### RECORDS FOR PROCESSING ###

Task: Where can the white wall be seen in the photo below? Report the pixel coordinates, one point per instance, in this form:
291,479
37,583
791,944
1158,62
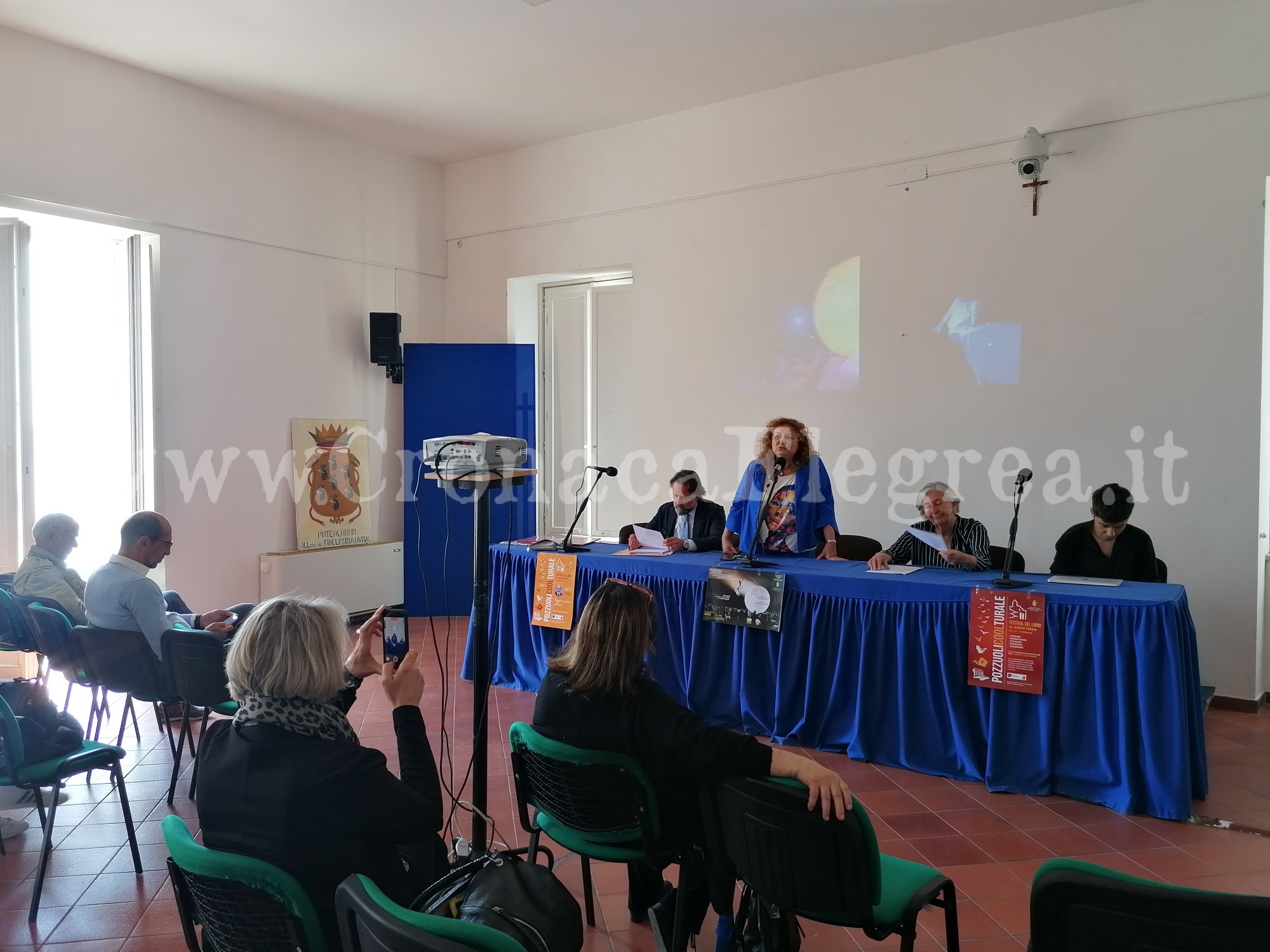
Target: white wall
276,241
1139,286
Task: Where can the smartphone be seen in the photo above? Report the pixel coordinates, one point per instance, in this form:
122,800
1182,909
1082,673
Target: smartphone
397,640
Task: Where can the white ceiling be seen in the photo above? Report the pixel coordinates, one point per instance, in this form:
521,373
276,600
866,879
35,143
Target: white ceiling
457,79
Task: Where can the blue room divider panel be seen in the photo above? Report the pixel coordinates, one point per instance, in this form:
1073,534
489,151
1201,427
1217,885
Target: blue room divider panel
459,389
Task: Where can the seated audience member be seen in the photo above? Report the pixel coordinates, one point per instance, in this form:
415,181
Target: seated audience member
1108,546
121,595
690,521
966,540
599,695
288,780
44,573
799,515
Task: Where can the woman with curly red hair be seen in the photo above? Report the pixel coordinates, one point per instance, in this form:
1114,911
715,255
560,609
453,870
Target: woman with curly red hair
801,512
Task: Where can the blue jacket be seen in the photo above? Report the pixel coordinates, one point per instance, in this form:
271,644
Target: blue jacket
813,505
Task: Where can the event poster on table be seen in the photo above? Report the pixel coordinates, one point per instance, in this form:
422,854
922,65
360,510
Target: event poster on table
1008,640
750,598
553,590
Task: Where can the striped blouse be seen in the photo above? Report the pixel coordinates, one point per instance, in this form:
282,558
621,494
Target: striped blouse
970,536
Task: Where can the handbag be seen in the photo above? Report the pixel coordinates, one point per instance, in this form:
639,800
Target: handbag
505,893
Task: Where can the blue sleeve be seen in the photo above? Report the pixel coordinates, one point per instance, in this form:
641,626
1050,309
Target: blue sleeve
741,501
144,601
825,510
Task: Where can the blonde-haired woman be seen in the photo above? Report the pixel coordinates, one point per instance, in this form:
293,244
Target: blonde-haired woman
799,515
600,696
288,780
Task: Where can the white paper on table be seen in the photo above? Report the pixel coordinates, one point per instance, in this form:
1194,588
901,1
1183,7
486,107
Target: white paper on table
895,571
650,539
932,539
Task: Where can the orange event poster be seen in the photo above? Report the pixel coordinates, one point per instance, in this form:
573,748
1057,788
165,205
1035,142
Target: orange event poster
1008,640
553,590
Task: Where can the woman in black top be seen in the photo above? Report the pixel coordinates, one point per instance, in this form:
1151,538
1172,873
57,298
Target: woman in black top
1108,546
966,540
599,695
288,781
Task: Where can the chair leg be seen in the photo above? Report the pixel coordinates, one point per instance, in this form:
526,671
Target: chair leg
117,774
587,890
952,937
194,756
181,747
45,851
124,720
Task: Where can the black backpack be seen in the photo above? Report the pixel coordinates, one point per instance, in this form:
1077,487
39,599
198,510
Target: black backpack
46,732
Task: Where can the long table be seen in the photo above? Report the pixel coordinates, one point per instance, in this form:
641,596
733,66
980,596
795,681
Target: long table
876,667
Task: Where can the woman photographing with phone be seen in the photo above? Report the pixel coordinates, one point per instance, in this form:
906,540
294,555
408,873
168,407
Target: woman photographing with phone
288,780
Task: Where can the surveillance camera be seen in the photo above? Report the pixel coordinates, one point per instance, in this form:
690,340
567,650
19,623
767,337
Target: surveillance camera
1031,154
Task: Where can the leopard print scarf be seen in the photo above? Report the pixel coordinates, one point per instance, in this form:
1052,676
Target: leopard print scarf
297,714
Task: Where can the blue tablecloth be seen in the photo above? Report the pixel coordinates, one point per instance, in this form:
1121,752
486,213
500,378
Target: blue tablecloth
876,667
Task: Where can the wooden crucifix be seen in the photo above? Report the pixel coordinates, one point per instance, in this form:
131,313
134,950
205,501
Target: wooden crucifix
1036,187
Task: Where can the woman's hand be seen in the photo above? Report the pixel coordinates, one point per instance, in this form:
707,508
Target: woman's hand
404,684
361,661
825,786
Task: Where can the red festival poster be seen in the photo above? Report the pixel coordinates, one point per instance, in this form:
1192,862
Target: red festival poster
1008,640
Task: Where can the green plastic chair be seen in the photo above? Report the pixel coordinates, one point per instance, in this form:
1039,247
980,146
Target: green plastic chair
829,871
50,774
243,904
1080,907
371,922
596,803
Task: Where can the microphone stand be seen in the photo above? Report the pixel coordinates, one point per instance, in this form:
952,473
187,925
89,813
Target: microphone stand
1005,582
567,546
749,559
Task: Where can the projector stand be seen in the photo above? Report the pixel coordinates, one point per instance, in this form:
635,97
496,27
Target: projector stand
482,484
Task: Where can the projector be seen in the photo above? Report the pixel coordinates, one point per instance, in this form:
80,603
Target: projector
477,453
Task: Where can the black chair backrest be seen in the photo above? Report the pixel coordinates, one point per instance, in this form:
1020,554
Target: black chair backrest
123,662
789,855
592,799
1074,911
236,917
365,926
858,549
999,559
196,664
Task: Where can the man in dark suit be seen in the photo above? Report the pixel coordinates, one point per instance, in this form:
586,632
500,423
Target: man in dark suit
689,522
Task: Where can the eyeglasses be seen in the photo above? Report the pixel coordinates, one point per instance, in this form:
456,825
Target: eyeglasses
632,586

###

SHORT PROBLEM:
Convert every line of the items, from the line containing "Task: Where can the man" through the final line, into a JSON list of strings, one string per line with blank lines omitted.

COMPLETE ANSWER:
[
  "Task: Where can the man in dark suit be seen in the photo above? Report the pixel coordinates, one point per instance, in this form:",
  "586,632",
  "500,423",
  "Target: man in dark suit",
  "689,522",
  "Task: Where can the eyeglasses be seen in the photo above? Report the pixel coordinates, one point per instance, in this form:",
  "456,825",
  "Target: eyeglasses",
  "632,586"
]